[Quoted passage Boundary: Start]

The Housefly – An Introduction

Houseflies are insects included in the order Diptera (Gk. di – two, pteron – wing). Most other orders have two pairs of wing (i.e. four in all) but houseflies, bluebottles, hover flies, mosquitoes, tetse flies, crane flies (‘daddy long legs’) etc. have only the single pair. Houseflies are of interest principally because they are associated with the transmission of certain diseases.

Apart from the single pair of wings, houseflies share the typical insect features; their bodies are divided into segments which are grouped into a head, thorax and abdomen. The thorax carries three pairs of jointed legs as well as the wings. There are no appendages on the abdomen.

Houseflies lay their eggs in rotting organic matter, with a preference for stable manure. The eggs hatch into white, legless larvae, (maggots), which feed on fluids and small particles in the organic waste. As they grow, they shed their skins several times but retain the last one as a hard pupal case in which they undergo the drastic changes (metamorphosis) from a maggot to a fully formed housefly. The immature fly pushes its way out of the pupal case and allows time for its wings to expand and harden before it flies off.

[Quoted passage Boundary: End]
[Record excerpts Boundary: Start]

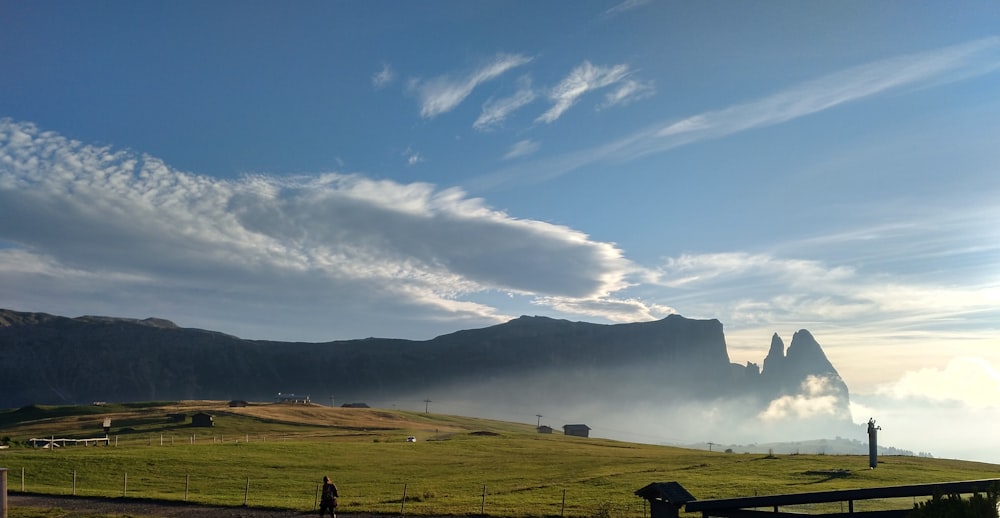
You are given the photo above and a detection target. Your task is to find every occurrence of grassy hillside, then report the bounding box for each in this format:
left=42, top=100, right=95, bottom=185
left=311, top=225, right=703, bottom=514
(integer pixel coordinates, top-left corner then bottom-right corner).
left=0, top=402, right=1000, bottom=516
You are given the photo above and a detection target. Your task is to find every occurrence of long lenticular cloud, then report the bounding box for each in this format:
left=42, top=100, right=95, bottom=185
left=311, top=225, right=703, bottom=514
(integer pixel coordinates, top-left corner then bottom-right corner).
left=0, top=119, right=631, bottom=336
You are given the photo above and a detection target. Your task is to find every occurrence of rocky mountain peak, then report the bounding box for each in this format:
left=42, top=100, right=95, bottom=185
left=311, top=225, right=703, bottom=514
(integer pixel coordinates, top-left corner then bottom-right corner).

[Record excerpts Boundary: End]

● Exercise instructions:
1) In the housefly introduction, what kind of rotting organic matter do houseflies prefer for laying their eggs?
2) Carry the housefly introduction forward from its final sentence.

● Responses per task:
1) They prefer stable manure.

2)
The housefly poses a health hazard because of its indiscriminate choice of food ranging from human and animal faeces to food awaiting human consumption. Houseflies cannot take in solid food. They have a proboscis which can be extended on to the potential food. At the end of the proboscis are two flat lobes with a series of parallel channels. The fly places the lobes on the food and secretes saliva through the channels. The saliva contains enzymes which digest the food to a liquid which is then pumped back through the proboscis to the gut.

Any bacteria in the food accumulate in the proboscis channels and are flushed out with the saliva onto the next substance on which the fly alights. If the first food sample happens to be human faeces and the next sample a slice of bread, any bacteria from the faeces will be transferred to the bread and eaten. If the bacteria are those which cause intestinal disease, there is the risk that they will cause that disease in the person who eats the bread. Cholera, typhoid and salmonella food poisoning are diseases that can be spread by houseflies. In addition to the feeding mechanism, the bacteria can also be transferred on the housefly’s legs.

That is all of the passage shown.